* _What the exercise asks_
Quote all entries in full, exactly.

=== Begin Enclosure ===

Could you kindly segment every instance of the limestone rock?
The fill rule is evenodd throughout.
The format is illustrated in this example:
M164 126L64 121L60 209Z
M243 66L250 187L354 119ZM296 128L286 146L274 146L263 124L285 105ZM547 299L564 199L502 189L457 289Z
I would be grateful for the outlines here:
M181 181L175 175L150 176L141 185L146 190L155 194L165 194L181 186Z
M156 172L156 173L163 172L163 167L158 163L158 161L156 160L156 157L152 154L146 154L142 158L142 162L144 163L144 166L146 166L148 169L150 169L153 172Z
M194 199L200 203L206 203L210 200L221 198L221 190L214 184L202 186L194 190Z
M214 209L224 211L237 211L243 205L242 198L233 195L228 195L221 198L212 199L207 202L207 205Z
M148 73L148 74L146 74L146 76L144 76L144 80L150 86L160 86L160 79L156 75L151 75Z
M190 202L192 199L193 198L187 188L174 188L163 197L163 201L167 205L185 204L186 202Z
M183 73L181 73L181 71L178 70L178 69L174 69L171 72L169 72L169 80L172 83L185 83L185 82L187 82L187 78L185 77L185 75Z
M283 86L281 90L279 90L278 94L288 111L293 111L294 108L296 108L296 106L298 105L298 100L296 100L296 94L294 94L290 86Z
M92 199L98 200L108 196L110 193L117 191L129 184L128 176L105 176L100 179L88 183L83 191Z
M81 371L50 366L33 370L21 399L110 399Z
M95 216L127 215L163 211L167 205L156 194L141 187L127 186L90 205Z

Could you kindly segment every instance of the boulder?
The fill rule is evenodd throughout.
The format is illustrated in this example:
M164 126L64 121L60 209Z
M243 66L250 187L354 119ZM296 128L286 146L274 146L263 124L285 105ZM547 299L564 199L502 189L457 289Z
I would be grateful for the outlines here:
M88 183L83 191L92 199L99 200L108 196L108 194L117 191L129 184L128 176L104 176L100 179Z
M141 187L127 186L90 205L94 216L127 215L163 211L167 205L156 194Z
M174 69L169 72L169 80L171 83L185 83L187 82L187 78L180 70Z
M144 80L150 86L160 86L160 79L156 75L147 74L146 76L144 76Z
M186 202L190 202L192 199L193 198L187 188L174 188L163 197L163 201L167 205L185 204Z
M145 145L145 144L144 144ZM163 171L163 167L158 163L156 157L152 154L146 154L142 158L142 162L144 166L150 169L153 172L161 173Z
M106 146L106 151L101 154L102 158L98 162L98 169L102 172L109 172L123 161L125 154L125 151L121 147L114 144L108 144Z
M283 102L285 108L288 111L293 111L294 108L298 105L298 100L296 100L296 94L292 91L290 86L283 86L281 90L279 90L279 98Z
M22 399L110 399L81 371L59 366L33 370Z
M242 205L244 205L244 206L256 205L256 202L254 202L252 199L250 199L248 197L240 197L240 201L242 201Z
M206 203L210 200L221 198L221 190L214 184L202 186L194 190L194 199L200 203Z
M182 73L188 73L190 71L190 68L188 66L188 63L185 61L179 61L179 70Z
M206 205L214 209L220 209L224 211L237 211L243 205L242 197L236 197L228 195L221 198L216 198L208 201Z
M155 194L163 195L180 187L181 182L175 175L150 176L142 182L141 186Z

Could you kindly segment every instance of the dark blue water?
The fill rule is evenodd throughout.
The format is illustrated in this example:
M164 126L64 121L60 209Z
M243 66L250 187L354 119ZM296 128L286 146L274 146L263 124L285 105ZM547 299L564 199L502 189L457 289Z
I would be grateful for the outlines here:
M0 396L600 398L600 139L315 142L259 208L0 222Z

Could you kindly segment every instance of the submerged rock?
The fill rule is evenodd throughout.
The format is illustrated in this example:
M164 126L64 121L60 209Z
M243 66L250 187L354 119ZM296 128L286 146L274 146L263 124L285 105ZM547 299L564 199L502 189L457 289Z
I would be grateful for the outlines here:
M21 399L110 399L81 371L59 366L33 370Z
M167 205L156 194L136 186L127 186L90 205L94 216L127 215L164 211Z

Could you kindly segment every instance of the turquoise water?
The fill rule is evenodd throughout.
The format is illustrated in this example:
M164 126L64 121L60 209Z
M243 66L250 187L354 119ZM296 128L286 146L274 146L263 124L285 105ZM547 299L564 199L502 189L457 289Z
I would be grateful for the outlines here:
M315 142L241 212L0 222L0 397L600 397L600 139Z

=== End Enclosure ===

* _Answer to this problem_
Could you kindly segment every instance of the limestone rock?
The fill rule is evenodd throughout.
The format is illustrated in this example:
M164 126L64 121L60 209Z
M243 66L250 187L354 119ZM296 128L286 146L274 146L263 124L285 105ZM547 299L564 199L502 189L457 289Z
I would be grateful for the outlines here:
M181 181L175 175L150 176L141 185L146 190L155 194L165 194L181 186Z
M156 172L156 173L163 172L163 167L158 163L158 161L156 160L156 157L152 154L146 154L142 158L142 162L144 163L144 166L146 166L148 169L150 169L153 172Z
M194 199L200 203L206 203L210 200L221 198L221 190L214 184L202 186L194 190Z
M214 209L224 211L237 211L243 205L242 198L233 195L228 195L221 198L212 199L207 202L207 205Z
M148 73L148 74L146 74L146 76L144 76L144 80L150 86L160 86L160 79L156 75L151 75Z
M190 202L192 199L193 198L187 188L174 188L163 197L163 201L167 205L185 204L186 202Z
M183 73L181 73L181 71L178 70L178 69L174 69L171 72L169 72L169 80L172 83L185 83L185 82L187 82L187 78L185 77L185 75Z
M283 86L281 90L279 90L278 94L288 111L293 111L294 108L296 108L296 106L298 105L298 100L296 100L296 94L294 94L290 86Z
M92 199L98 200L108 196L110 193L117 191L129 184L128 176L105 176L100 179L88 183L83 191Z
M81 371L50 366L33 370L21 399L110 399Z
M95 216L127 215L163 211L167 205L156 194L141 187L127 186L90 205Z

Could you kindly segment every instance of the boulder?
The fill rule is evenodd throughout.
The format is illustrated in this example:
M164 126L64 121L60 209Z
M243 66L250 187L354 119ZM296 128L286 146L274 146L263 124L285 105ZM547 299L564 199L502 189L457 289Z
I would be grateful for the outlines here:
M88 183L83 191L92 199L99 200L108 196L108 194L117 191L129 184L128 176L104 176L100 179Z
M141 187L127 186L90 205L94 216L127 215L163 211L167 205L156 194Z
M174 69L169 72L169 80L171 83L185 83L187 82L187 78L180 70Z
M144 80L150 86L160 86L160 79L156 75L147 74L146 76L144 76Z
M186 202L190 202L192 199L193 198L187 188L174 188L163 197L163 201L167 205L185 204Z
M145 145L145 144L144 144ZM163 171L163 167L158 163L156 157L152 154L146 154L142 158L142 162L144 166L150 169L153 172L161 173Z
M106 146L106 151L101 154L102 158L98 162L98 169L102 172L109 172L123 161L125 154L125 151L121 147L114 144L108 144Z
M283 102L285 108L288 111L293 111L294 108L298 105L298 100L296 100L296 94L292 91L290 86L283 86L281 90L279 90L279 98Z
M22 399L110 399L81 371L59 366L33 370Z
M242 205L244 205L244 206L256 205L256 202L254 202L252 199L250 199L248 197L240 197L240 201L242 201Z
M206 203L210 200L221 198L221 190L214 184L202 186L194 190L194 199L200 203Z
M182 73L188 73L190 71L190 68L188 66L188 63L185 61L179 61L179 70Z
M206 205L214 209L220 209L224 211L237 211L243 205L242 197L236 197L228 195L221 198L216 198L208 201Z
M155 194L163 195L180 187L181 182L175 175L150 176L142 182L141 186Z

Could you kindly segment every instance of the dark blue water?
The fill rule is evenodd throughout.
The format is illustrated in this example:
M164 126L64 121L60 209Z
M243 66L250 187L354 119ZM296 128L286 146L274 146L263 124L285 105ZM547 299L564 199L502 189L457 289Z
I would be grateful for the outlines here:
M0 396L600 398L600 139L315 142L259 208L0 222Z

Could you kindly segment every instance of the submerged rock?
The fill rule is evenodd throughout.
The format is illustrated in this example:
M164 126L64 121L60 209Z
M243 66L250 187L354 119ZM296 128L286 146L274 146L263 124L285 105ZM547 299L564 199L502 189L457 289Z
I would be grateful for the outlines here:
M21 399L110 399L81 371L59 366L33 370Z
M167 205L156 194L136 186L127 186L90 205L94 216L127 215L164 211Z

Could you kindly segment every instance of the turquoise water?
The fill rule is evenodd throughout.
The format is illustrated in this example:
M164 126L64 121L60 209Z
M243 66L250 187L354 119ZM296 128L286 146L274 146L263 124L285 105ZM547 299L564 199L502 189L457 289Z
I would be grateful for the outlines here:
M315 142L241 212L0 222L0 397L600 397L600 139Z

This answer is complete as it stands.